GIVEN REQUEST:
Your task is to return the span of lines beginning at the one with "point: metal dumpster" and ending at the last line of the data, exactly as it stands.

[Saved entries]
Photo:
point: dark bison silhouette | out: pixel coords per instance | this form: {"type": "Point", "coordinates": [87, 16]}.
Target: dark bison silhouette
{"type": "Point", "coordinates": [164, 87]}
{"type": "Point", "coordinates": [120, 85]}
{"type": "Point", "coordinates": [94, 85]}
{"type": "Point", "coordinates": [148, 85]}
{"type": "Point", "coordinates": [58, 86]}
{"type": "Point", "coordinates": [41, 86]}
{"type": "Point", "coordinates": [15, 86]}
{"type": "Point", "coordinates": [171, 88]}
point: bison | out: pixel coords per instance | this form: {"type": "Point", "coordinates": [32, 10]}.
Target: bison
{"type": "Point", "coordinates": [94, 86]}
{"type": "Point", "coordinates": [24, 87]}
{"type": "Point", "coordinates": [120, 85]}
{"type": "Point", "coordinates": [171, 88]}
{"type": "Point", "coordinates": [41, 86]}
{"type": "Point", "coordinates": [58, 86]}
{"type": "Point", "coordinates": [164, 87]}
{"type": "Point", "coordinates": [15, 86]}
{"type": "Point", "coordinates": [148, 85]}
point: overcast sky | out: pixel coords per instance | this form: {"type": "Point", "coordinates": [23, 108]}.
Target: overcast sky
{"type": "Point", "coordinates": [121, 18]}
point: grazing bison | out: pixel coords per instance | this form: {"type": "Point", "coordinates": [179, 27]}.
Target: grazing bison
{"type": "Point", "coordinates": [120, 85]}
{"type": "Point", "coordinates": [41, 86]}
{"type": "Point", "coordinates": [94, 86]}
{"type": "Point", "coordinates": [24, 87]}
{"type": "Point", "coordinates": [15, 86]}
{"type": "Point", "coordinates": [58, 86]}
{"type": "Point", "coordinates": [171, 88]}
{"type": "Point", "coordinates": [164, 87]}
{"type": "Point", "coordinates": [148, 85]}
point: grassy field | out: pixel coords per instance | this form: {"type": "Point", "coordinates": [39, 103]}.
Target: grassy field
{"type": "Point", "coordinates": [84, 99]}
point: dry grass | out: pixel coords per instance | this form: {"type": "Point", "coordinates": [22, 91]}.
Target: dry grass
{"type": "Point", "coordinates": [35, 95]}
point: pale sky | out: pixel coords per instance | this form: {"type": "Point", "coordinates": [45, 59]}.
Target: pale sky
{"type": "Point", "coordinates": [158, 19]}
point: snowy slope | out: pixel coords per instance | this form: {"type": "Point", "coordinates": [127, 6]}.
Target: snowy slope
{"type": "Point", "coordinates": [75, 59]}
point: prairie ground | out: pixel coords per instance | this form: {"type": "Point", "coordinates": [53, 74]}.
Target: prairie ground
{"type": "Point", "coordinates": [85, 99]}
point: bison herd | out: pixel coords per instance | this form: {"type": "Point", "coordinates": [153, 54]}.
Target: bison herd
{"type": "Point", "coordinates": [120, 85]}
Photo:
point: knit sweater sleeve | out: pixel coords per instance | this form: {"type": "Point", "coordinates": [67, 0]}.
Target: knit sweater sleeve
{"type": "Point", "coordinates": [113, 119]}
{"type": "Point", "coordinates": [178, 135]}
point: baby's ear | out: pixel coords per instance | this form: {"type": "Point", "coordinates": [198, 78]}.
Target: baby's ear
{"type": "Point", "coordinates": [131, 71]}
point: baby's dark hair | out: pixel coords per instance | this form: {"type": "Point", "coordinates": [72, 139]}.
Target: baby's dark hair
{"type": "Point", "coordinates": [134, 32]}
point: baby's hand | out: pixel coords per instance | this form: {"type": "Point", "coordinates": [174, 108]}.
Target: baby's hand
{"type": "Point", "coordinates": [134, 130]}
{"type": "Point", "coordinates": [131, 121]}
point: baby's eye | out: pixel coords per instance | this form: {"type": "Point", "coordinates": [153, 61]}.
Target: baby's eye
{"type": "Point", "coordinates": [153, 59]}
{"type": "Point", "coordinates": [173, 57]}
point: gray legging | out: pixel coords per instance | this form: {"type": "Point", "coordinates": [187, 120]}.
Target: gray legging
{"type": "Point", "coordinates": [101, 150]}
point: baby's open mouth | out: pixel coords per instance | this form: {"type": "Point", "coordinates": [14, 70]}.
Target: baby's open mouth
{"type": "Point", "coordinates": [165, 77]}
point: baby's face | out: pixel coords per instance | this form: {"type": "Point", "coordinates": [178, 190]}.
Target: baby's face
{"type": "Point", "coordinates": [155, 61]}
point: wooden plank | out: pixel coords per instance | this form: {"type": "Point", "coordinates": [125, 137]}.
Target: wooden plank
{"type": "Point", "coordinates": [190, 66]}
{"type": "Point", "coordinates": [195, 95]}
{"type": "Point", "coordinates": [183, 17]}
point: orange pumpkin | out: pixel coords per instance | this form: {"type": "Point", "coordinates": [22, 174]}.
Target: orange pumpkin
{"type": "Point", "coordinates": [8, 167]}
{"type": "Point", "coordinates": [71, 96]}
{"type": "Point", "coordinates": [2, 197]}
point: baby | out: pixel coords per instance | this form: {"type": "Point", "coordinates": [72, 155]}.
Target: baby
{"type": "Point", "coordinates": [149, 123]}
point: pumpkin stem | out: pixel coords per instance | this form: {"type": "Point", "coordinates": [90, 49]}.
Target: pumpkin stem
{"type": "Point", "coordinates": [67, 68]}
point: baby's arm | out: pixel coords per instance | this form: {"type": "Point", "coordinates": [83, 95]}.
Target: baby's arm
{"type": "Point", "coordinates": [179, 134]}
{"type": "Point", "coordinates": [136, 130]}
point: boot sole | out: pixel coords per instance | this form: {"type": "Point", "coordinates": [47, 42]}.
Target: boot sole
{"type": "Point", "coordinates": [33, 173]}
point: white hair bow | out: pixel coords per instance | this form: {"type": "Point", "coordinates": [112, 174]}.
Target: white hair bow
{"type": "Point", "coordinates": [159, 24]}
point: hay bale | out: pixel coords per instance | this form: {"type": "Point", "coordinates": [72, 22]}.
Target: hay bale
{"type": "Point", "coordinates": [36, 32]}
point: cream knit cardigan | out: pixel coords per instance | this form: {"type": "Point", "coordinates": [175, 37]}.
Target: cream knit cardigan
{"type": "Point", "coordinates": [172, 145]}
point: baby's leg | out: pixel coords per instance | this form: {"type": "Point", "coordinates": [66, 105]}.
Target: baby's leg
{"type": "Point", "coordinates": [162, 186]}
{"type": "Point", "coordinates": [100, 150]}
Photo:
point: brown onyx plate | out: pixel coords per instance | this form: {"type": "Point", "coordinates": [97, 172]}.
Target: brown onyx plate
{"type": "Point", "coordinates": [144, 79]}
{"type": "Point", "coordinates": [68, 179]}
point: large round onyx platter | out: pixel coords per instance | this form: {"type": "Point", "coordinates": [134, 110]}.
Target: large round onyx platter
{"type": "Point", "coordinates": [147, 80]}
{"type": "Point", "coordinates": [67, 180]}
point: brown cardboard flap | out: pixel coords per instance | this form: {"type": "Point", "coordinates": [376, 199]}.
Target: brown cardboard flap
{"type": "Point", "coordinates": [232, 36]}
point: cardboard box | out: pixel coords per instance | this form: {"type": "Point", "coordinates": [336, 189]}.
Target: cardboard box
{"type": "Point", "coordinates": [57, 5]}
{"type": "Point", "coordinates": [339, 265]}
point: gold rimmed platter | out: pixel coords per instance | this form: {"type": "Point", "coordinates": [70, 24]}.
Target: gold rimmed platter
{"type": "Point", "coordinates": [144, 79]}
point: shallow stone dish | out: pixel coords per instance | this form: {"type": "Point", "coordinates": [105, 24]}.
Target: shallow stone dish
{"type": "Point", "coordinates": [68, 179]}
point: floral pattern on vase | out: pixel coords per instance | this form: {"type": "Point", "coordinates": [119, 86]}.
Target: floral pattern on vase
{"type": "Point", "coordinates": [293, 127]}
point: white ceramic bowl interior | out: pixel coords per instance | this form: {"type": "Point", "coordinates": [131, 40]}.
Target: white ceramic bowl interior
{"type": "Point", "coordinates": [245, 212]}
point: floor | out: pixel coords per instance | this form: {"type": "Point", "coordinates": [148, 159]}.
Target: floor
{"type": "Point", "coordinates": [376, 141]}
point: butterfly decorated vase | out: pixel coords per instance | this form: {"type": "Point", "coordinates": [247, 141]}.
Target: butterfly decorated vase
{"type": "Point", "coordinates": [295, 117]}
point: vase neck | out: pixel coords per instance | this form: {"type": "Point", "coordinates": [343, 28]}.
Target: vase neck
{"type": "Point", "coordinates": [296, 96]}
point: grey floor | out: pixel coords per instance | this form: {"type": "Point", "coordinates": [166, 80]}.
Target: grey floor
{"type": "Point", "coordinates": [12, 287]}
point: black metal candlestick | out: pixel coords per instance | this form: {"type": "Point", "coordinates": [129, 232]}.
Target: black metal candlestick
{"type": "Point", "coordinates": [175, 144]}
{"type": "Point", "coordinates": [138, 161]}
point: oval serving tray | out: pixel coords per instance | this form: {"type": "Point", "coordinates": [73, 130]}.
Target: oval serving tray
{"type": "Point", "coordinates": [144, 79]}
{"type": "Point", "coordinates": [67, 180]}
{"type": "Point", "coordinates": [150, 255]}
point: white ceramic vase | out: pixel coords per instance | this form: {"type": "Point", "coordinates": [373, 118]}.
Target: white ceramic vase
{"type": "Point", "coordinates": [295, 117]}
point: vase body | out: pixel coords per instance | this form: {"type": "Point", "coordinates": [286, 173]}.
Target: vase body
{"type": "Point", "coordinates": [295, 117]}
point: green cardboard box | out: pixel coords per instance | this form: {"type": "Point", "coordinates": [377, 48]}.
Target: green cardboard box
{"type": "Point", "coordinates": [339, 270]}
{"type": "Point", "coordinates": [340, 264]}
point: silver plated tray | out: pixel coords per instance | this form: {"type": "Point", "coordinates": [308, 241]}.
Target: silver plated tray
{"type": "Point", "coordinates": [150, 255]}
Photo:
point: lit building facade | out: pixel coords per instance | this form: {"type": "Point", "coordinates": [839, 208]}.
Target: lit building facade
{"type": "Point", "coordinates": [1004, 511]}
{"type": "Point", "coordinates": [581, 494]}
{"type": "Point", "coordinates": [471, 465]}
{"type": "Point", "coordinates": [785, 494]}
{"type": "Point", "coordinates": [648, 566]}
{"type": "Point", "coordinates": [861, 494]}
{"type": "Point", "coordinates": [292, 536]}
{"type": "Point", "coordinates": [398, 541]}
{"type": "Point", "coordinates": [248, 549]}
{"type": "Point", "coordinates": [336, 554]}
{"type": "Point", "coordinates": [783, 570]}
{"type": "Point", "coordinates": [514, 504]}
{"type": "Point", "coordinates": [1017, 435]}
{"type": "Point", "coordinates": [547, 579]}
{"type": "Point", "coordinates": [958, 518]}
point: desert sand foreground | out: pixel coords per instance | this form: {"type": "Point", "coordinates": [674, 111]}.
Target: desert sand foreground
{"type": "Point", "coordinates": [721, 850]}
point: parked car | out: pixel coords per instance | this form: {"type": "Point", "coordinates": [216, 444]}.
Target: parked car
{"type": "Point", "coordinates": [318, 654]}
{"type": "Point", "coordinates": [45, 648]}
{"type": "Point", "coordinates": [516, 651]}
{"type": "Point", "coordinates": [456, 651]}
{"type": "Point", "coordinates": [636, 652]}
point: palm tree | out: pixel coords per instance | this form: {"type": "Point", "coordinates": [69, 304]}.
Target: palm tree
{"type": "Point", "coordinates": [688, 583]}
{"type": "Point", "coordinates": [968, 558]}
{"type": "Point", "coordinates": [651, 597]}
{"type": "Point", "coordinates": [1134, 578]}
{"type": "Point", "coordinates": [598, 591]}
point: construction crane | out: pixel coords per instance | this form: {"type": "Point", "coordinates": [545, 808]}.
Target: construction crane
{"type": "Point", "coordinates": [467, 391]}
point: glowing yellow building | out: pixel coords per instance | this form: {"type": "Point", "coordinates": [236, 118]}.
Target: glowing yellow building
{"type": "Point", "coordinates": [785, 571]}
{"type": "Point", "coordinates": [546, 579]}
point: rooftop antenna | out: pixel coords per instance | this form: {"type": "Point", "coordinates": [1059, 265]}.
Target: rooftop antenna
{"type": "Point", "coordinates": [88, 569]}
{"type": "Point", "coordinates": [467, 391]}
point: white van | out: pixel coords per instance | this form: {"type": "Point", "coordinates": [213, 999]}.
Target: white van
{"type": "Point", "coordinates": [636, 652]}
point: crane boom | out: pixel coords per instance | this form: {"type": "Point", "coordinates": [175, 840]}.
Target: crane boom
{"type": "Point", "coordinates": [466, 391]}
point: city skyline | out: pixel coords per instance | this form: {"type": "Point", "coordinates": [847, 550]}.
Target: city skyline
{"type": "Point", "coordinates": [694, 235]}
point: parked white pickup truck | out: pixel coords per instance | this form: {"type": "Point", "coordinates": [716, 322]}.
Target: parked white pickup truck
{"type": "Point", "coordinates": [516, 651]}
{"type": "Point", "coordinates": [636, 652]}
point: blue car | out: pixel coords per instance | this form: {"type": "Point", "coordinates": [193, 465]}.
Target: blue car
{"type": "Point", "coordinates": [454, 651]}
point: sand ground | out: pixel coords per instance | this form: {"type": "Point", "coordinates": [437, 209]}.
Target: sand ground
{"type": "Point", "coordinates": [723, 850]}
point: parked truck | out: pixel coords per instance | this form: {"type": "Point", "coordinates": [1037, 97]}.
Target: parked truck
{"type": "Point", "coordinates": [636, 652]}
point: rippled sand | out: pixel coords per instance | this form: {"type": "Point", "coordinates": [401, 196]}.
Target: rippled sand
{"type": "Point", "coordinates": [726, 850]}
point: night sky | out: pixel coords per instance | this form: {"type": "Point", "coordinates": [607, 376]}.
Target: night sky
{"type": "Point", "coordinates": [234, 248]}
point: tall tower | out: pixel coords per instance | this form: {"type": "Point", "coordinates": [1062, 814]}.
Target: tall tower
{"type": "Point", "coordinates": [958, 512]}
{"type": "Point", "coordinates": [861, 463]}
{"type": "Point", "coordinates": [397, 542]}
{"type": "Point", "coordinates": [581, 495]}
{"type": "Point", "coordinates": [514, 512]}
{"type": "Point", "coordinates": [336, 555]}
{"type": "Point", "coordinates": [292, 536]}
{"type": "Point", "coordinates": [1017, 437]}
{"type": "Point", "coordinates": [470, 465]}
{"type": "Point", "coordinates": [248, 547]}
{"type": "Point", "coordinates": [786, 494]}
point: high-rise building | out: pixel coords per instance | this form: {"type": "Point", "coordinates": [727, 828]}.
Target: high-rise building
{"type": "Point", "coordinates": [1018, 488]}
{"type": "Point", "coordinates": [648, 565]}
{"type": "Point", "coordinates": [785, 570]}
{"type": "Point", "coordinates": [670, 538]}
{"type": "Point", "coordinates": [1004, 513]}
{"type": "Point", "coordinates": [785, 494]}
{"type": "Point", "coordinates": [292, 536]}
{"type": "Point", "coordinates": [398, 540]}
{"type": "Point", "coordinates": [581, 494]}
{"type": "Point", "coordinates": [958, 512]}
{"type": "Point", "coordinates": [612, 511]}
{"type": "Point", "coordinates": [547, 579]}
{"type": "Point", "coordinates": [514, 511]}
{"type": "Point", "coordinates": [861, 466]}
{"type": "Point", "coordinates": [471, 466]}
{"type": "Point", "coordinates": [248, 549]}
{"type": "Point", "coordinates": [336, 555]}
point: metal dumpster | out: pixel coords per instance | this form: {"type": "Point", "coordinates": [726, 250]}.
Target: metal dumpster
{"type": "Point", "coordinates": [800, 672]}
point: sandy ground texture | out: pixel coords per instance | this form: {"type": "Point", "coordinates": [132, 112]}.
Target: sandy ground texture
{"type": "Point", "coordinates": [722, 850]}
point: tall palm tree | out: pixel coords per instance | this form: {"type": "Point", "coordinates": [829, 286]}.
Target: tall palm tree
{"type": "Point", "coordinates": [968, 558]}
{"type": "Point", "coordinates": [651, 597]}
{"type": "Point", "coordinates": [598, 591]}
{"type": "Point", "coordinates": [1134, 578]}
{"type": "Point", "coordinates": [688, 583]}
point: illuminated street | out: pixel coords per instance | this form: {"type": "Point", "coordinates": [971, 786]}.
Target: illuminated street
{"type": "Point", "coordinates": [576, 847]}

SOLVED EXERCISE:
point: metal dumpster | out: pixel coords per instance | this form: {"type": "Point", "coordinates": [726, 250]}.
Target: metal dumpster
{"type": "Point", "coordinates": [800, 672]}
point: sandy ground texture | out: pixel coords per instance | this form: {"type": "Point", "coordinates": [132, 112]}.
Target: sandy ground texture
{"type": "Point", "coordinates": [722, 850]}
point: tall palm tree | out: pixel coords per instance | this form: {"type": "Point", "coordinates": [829, 286]}.
Target: tall palm tree
{"type": "Point", "coordinates": [968, 558]}
{"type": "Point", "coordinates": [651, 597]}
{"type": "Point", "coordinates": [598, 591]}
{"type": "Point", "coordinates": [1134, 578]}
{"type": "Point", "coordinates": [688, 583]}
point: illuminated street | out: pixel coords per instance | this form: {"type": "Point", "coordinates": [971, 786]}.
Target: illuminated street
{"type": "Point", "coordinates": [576, 847]}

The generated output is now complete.